→ WHAT YOU NEED TO DO: Show the lines below that contain the string "balcony".

============

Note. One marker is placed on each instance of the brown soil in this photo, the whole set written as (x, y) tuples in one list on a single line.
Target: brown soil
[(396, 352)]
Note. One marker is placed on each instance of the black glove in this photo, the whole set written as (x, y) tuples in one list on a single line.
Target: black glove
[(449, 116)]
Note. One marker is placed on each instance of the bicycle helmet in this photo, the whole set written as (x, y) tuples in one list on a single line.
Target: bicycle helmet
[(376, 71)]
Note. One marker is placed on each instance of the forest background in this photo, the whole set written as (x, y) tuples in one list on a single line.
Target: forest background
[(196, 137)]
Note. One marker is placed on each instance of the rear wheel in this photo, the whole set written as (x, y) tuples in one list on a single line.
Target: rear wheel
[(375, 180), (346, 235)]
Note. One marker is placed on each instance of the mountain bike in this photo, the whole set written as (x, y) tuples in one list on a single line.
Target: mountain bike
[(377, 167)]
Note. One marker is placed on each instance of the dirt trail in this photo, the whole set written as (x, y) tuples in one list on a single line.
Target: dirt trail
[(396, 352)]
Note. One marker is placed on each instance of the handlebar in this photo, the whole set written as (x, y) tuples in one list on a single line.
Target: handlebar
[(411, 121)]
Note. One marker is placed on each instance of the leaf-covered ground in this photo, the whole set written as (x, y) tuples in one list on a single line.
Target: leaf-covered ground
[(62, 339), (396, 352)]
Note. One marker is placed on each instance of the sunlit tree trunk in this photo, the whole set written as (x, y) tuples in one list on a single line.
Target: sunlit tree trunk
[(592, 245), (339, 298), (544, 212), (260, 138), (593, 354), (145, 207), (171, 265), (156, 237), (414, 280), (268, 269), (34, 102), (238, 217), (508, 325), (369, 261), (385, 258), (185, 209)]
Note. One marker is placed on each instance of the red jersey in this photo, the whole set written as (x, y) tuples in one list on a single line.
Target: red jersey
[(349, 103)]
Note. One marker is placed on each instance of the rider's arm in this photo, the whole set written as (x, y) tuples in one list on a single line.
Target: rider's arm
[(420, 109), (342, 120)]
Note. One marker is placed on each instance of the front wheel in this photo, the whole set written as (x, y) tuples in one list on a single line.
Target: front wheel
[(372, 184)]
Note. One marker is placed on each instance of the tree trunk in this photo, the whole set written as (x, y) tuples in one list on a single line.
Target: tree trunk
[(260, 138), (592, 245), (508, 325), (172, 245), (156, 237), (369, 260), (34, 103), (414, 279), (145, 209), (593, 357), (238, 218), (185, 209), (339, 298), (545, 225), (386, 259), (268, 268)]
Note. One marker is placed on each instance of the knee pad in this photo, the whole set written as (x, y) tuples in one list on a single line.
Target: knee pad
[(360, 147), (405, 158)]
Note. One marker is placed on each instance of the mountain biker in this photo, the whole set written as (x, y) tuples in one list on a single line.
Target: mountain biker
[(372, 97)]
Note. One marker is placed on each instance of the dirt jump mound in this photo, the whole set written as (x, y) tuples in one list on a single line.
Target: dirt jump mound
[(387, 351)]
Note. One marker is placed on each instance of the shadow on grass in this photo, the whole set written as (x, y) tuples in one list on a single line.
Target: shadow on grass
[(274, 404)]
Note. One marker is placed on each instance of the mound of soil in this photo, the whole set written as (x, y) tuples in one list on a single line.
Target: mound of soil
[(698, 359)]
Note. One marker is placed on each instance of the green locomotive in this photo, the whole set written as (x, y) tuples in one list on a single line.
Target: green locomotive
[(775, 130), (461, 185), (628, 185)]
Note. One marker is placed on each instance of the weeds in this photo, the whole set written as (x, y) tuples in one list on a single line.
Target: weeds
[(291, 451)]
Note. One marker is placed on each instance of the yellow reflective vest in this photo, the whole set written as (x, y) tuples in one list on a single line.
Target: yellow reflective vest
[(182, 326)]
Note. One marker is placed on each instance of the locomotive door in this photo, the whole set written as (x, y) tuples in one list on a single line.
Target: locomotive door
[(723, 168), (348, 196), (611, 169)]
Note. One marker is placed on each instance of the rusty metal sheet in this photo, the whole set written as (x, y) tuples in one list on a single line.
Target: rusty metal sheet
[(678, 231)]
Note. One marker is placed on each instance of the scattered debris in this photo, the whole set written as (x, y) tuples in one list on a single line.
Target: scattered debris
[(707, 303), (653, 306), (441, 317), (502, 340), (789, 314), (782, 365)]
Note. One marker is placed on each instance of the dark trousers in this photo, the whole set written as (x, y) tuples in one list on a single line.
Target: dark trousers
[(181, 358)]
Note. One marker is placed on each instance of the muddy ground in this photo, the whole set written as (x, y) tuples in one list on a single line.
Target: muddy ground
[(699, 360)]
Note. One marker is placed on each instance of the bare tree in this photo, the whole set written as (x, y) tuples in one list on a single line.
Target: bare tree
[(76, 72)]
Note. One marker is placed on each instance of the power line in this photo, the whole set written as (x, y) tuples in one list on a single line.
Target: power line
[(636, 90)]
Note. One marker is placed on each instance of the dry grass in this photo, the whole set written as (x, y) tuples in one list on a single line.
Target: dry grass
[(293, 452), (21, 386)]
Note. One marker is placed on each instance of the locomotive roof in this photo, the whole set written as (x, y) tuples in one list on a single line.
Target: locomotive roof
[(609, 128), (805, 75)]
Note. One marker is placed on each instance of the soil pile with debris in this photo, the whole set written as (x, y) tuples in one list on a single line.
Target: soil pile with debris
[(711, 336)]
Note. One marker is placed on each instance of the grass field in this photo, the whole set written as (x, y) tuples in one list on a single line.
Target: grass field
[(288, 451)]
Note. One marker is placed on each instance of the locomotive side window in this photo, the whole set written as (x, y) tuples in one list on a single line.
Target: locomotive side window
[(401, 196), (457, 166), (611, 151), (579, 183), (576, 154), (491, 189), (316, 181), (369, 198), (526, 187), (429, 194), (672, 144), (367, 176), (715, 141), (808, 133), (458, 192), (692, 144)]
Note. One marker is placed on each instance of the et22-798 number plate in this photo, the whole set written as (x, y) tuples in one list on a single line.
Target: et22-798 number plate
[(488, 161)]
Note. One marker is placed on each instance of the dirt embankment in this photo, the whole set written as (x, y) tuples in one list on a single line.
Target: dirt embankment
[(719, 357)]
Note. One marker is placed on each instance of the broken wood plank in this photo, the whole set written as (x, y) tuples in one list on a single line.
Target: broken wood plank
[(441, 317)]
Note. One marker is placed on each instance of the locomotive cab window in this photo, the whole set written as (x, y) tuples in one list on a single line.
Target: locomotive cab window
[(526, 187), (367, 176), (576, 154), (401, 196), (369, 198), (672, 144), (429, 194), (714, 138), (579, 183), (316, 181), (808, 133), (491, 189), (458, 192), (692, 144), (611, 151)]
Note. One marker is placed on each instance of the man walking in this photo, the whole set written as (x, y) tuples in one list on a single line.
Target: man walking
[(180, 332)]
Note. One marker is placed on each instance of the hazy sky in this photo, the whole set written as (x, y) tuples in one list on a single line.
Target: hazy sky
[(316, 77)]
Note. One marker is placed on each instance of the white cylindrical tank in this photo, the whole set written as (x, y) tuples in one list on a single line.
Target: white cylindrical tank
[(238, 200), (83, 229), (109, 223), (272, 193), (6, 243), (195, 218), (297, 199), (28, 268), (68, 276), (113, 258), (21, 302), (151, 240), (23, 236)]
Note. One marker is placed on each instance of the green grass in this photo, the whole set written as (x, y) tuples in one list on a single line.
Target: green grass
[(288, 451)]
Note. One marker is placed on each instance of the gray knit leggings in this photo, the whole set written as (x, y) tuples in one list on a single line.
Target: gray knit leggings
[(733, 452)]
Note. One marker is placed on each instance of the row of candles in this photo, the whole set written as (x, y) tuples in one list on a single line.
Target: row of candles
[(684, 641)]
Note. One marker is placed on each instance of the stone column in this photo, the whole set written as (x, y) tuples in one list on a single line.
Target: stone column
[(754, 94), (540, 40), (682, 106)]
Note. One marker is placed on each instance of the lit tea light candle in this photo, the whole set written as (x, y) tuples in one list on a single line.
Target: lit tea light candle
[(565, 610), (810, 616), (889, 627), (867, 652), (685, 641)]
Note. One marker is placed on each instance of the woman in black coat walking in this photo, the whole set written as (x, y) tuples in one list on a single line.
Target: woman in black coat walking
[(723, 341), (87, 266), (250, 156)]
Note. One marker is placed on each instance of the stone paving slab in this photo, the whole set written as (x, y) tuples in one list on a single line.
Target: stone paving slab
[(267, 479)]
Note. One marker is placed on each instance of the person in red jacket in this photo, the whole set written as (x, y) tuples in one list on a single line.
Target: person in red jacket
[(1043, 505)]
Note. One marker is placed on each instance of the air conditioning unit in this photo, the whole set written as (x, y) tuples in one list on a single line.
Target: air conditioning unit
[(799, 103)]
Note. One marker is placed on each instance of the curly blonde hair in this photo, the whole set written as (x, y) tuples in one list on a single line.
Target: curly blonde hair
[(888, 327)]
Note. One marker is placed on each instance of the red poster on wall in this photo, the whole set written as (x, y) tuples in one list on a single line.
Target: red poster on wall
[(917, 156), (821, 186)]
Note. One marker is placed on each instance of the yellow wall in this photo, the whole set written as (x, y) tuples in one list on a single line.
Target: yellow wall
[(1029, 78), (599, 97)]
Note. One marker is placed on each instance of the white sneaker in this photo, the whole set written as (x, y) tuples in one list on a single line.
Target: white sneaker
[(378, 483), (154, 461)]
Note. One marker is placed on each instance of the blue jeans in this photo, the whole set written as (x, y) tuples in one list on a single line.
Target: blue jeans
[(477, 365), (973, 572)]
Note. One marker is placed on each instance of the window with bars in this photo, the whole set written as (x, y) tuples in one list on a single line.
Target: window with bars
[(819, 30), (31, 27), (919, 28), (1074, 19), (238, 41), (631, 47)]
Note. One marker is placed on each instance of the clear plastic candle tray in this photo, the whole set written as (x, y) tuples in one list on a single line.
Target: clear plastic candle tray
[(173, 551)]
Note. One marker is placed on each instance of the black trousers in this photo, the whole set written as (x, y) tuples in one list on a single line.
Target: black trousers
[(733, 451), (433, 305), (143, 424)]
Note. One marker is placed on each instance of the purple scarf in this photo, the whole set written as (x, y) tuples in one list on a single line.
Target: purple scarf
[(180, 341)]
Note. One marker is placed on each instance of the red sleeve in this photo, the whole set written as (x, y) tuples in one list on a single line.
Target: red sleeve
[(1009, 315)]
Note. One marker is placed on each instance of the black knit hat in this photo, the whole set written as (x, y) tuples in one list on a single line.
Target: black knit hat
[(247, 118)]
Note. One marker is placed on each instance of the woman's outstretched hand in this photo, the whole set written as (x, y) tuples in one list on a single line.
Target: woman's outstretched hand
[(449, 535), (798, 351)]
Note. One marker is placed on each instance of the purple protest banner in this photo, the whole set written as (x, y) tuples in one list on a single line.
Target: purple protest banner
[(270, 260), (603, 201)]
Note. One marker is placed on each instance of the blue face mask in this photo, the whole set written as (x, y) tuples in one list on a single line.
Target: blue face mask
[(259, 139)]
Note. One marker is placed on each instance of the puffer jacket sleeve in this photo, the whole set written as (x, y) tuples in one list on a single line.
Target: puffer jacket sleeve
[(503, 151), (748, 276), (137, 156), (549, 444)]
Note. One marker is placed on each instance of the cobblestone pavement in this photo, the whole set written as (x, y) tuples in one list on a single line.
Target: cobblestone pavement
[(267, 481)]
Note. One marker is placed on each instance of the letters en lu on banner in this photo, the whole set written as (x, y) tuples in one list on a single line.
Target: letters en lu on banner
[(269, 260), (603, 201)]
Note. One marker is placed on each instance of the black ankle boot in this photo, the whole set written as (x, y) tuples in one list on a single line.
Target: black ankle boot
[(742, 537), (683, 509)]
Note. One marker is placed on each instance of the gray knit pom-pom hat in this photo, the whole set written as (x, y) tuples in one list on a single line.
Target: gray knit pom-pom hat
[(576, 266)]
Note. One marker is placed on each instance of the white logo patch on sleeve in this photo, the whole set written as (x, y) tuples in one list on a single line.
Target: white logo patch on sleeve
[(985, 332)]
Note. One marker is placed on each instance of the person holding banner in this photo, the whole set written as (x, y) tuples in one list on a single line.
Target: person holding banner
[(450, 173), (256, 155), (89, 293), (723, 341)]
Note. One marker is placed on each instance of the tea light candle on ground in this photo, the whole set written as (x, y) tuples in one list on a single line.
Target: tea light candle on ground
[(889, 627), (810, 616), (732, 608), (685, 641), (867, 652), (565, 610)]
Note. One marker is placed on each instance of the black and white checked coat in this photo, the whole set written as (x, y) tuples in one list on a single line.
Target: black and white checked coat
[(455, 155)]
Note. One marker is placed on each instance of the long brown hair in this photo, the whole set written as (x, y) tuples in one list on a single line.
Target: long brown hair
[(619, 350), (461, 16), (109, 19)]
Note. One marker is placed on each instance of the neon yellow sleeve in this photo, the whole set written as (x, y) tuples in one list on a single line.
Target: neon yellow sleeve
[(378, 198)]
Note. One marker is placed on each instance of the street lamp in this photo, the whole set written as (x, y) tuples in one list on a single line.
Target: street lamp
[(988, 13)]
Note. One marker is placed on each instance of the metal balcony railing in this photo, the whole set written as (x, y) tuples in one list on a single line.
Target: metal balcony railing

============

→ EXERCISE SOLUTION:
Note. One marker is placed on each instance of the metal balcony railing in this photo, the whole set written as (x, y) tuples in one list on a single line.
Target: metal balcony railing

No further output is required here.